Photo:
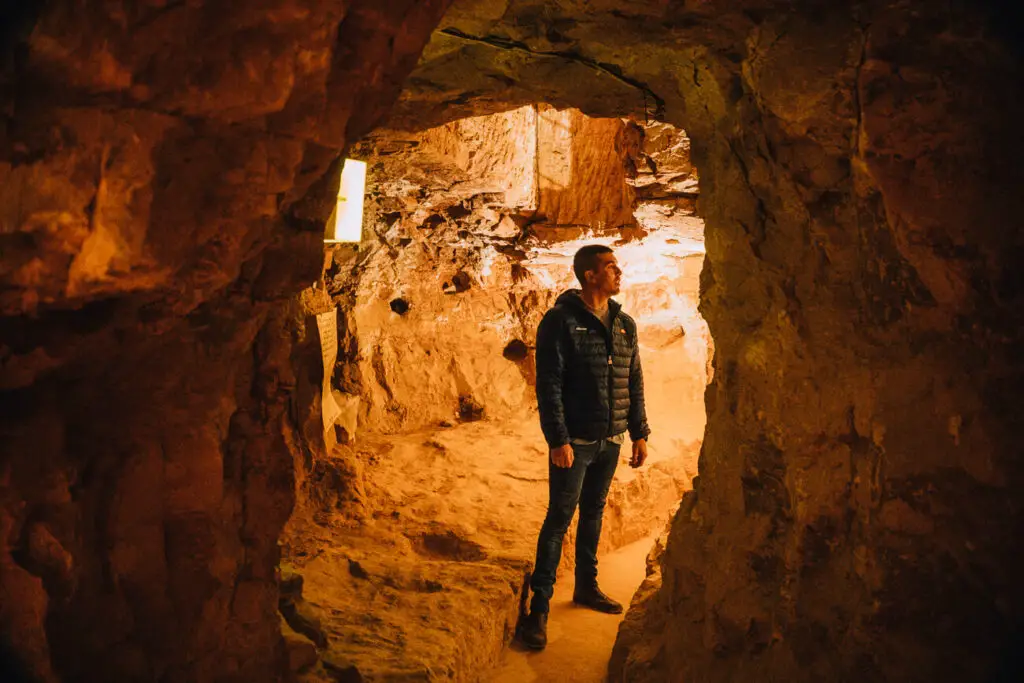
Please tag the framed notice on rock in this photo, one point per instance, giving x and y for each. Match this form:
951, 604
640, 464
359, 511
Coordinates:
328, 325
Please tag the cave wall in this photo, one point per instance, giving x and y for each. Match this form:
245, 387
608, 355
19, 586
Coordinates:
442, 282
165, 173
165, 178
855, 515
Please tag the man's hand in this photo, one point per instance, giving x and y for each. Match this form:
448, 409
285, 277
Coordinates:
639, 453
562, 456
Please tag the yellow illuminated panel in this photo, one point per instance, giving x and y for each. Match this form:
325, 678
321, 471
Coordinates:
345, 223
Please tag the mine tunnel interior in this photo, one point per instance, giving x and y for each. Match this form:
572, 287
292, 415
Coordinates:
169, 493
468, 232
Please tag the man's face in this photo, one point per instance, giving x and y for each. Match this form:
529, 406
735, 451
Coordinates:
607, 278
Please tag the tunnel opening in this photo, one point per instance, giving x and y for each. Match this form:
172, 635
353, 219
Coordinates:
166, 177
469, 236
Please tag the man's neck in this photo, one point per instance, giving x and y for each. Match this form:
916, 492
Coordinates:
594, 300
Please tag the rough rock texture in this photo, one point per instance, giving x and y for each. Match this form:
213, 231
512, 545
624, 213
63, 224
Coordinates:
856, 515
417, 567
416, 535
161, 174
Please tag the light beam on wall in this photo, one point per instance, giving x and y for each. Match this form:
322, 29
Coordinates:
345, 223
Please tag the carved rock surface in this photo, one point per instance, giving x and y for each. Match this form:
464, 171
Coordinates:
162, 174
165, 174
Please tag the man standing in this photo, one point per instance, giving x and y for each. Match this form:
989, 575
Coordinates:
590, 392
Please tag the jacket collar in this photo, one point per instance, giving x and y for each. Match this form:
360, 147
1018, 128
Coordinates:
572, 298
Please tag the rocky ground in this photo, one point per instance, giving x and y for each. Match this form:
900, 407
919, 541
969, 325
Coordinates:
418, 573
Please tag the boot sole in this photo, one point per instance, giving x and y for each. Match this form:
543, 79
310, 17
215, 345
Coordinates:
598, 609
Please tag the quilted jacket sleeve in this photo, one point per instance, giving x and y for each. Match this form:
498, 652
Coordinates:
550, 374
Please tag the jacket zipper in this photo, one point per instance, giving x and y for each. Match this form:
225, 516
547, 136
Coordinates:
611, 375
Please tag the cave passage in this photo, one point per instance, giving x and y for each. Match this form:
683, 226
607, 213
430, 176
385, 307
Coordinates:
469, 236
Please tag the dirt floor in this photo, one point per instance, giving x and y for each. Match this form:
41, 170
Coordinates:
579, 640
416, 573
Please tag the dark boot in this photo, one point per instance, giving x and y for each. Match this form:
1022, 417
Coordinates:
592, 598
534, 631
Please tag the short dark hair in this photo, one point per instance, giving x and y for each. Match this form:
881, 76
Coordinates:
586, 259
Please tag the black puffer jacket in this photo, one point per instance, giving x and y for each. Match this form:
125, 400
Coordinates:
589, 382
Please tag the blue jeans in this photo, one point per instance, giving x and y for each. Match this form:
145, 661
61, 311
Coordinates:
586, 484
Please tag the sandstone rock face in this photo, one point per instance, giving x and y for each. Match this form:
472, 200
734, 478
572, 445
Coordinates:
160, 175
416, 536
164, 180
855, 511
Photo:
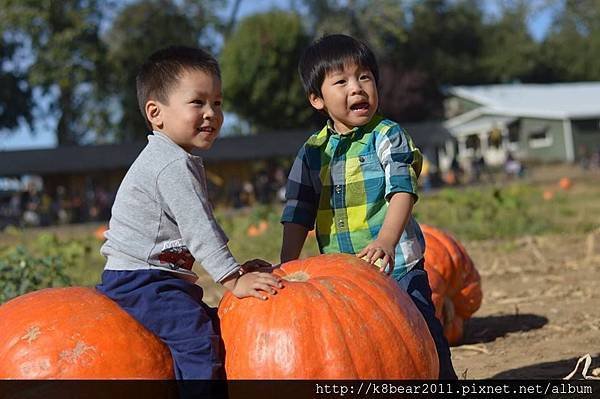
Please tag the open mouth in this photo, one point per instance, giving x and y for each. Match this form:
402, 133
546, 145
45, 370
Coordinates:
363, 106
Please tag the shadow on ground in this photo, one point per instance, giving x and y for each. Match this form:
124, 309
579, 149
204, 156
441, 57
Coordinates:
489, 328
549, 370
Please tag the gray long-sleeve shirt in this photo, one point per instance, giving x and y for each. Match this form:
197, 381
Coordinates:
161, 218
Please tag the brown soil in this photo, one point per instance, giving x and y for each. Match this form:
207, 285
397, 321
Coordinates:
540, 311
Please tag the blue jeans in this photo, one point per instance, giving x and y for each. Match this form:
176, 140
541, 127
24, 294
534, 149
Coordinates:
171, 308
416, 284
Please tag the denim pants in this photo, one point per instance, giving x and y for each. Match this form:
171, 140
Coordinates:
171, 308
416, 284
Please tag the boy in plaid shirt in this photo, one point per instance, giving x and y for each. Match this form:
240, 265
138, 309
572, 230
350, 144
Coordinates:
356, 178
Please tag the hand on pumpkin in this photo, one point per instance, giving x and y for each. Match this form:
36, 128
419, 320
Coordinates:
379, 249
256, 284
257, 265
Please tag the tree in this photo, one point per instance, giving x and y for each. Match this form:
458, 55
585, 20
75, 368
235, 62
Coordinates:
446, 40
66, 52
138, 30
569, 51
509, 51
15, 93
259, 67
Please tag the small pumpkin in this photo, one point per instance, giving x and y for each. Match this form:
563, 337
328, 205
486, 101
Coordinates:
565, 183
336, 318
76, 333
460, 294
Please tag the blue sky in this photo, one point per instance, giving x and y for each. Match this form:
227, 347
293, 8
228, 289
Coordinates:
45, 137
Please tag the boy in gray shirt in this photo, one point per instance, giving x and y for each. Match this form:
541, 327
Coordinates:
162, 220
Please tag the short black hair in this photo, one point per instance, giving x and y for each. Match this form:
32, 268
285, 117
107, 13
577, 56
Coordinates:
331, 53
162, 70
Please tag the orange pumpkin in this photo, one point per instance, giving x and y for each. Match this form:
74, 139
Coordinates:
548, 195
460, 294
565, 183
337, 317
76, 333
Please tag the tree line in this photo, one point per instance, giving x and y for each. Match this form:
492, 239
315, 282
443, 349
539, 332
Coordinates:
80, 57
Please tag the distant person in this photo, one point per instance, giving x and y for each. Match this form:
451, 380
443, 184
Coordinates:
356, 178
513, 167
478, 167
162, 221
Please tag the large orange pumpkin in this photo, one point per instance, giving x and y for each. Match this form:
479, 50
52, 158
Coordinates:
76, 333
458, 295
337, 317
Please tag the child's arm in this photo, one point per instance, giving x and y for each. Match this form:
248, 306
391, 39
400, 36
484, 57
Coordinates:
402, 162
294, 236
300, 211
384, 247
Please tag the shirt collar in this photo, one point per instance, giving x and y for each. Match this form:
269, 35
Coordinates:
163, 136
356, 134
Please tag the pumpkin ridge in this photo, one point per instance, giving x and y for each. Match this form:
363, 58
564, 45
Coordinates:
336, 321
354, 288
400, 324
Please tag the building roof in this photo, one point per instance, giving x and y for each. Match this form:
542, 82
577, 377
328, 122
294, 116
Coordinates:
98, 158
554, 101
482, 123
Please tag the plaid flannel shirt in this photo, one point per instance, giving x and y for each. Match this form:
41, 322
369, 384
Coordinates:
343, 182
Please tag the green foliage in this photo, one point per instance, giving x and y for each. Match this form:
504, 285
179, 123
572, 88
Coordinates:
46, 261
141, 28
62, 39
15, 95
259, 68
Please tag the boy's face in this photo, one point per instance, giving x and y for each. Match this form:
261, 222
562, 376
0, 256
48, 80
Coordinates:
192, 116
349, 97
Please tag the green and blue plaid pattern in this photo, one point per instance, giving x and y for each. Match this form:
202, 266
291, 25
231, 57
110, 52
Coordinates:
342, 182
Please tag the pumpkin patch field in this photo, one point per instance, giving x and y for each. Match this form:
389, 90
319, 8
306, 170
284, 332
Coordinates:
514, 266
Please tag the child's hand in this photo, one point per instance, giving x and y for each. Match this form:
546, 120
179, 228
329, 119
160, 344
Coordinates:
379, 250
257, 265
256, 284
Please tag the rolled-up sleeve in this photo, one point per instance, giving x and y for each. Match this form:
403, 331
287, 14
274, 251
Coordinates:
300, 194
401, 161
179, 189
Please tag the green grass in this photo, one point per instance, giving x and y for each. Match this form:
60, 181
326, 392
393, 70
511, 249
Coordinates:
470, 214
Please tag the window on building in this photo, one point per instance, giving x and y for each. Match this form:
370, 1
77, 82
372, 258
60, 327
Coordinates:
495, 138
540, 138
587, 125
472, 142
514, 133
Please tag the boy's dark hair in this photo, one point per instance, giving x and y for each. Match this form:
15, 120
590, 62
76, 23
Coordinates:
161, 71
331, 53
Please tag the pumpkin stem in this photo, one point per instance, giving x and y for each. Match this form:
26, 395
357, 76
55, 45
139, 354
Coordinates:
297, 276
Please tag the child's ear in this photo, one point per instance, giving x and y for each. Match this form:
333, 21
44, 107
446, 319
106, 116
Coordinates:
316, 101
153, 113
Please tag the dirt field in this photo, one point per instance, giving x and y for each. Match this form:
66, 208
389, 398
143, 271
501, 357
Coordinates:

▶ What the exercise asks
Output only the lines running from the line with "Please tag the boy's dark" through the final line of the data, inclusive.

▶ Complete response
Please tag the boy's dark hair in this photo, one point per instance, giving x and y for each. Match this form:
15, 120
590, 62
76, 23
Coordinates:
161, 71
331, 53
Please tag the pumpkin stem in this photo, one point per instance, giving x and y for each. Match this form:
26, 395
357, 76
55, 45
139, 354
Coordinates:
297, 276
Please tag the child's ear in this photo, one point per instance, giving x and y for each. Match this form:
333, 21
44, 107
446, 319
106, 116
Coordinates:
316, 101
153, 113
Please tag the dirt field in this photo, one point per instance, giving x and y for each. Match this form:
66, 208
389, 398
143, 271
501, 357
Coordinates:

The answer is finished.